Mas ora bem, criada que foi com as mesmas intenções excelentes de sua antecessora, aí está a ONU e seu paiol de esquisitices since 1945 (como dizem os comércios): comissões, resoluções, peritos, técnicos, talvez até maestros e grafiteiros. E, por falar em esquisitices, vimos uma delas na terça-feira: deixar o Brasil abrir os trabalhos das suas assembleias gerais. Por que é que deixam isso a cargo do Brasil? Eu acho que é porque não tem problema chegar atrasado enquanto o Brasil fala: a sala começa meio vazia, vai enchendo junto com a linguiça que o discursador brasileiro enche também, e, no fim, tá todo mundo lá, aplaudindo e sendo aplaudido – todos salvos, ainda que nem sempre sãos. Em todo caso, se antes não fazia muito sentido essa abertura brasiliana, agora faz. Porque está na boca e na pena de todos dizer que o Brasil voltou.
Falando em aplausos: estando lá o nosso colosso presidencial impavidamente discursando, nem tão esfuziante, nem tão ravissante quanto sua álacre consorte, mas iluminado, garrido, florão d’América; oh, estando ele a discursar, percebeu-se que nem todos os embasbacados ouvintes lhe renderam o beneplácito protocolar dos aplausos. Não. Houve um ranheta. Houve um ranzinza. Houve um, oh, nem sei se digo. Ah, digo: houve um irreverente. Seu nome: Volodymyr Zelensky. Seu cargo: presidente da Ucrânia. Sua paciência, sua boa-vontade, sua simpatia em suma: nenhumas.

Dados fornecidos:

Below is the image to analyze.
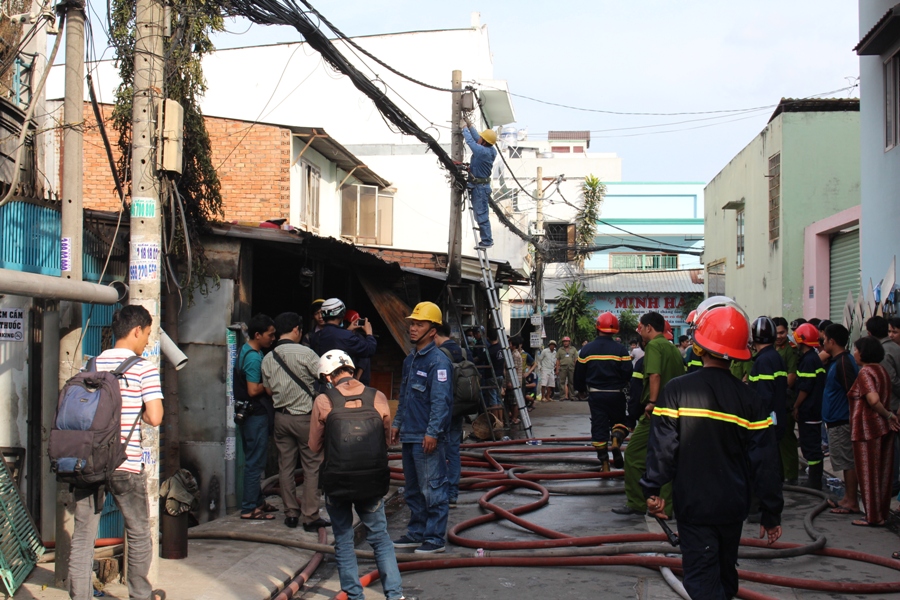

Instruções dos exercícios:
1. Diga se cada afirmação concorda com o trecho sobre a ONU e o discurso do presidente brasileiro, respondendo sim ou não e citando as palavras do trecho que decidem a questão: (a) o Brasil é quem abre os trabalhos das assembleias gerais da ONU; (b) todos os ouvintes aplaudiram o presidente brasileiro durante o discurso; (c) Volodymyr Zelensky aparece como presidente da Ucrânia.
2. Transcreva do trecho sobre a ONU e o discurso do presidente brasileiro, sem nenhuma alteração, a passagem que começa em "Mas ora bem, criada" e segue até "o Brasil voltou.".

Respostas dos exercícios:
1.
(a) Sim: "deixar o Brasil abrir os trabalhos das suas assembleias gerais".
(b) Não: "nem todos os embasbacados ouvintes lhe renderam o beneplácito protocolar dos aplausos".
(c) Sim: "Seu cargo: presidente da Ucrânia."

2.
Mas ora bem, criada que foi com as mesmas intenções excelentes de sua antecessora, aí está a ONU e seu paiol de esquisitices since 1945 (como dizem os comércios): comissões, resoluções, peritos, técnicos, talvez até maestros e grafiteiros. E, por falar em esquisitices, vimos uma delas na terça-feira: deixar o Brasil abrir os trabalhos das suas assembleias gerais. Por que é que deixam isso a cargo do Brasil? Eu acho que é porque não tem problema chegar atrasado enquanto o Brasil fala: a sala começa meio vazia, vai enchendo junto com a linguiça que o discursador brasileiro enche também, e, no fim, tá todo mundo lá, aplaudindo e sendo aplaudido – todos salvos, ainda que nem sempre sãos. Em todo caso, se antes não fazia muito sentido essa abertura brasiliana, agora faz. Porque está na boca e na pena de todos dizer que o Brasil voltou.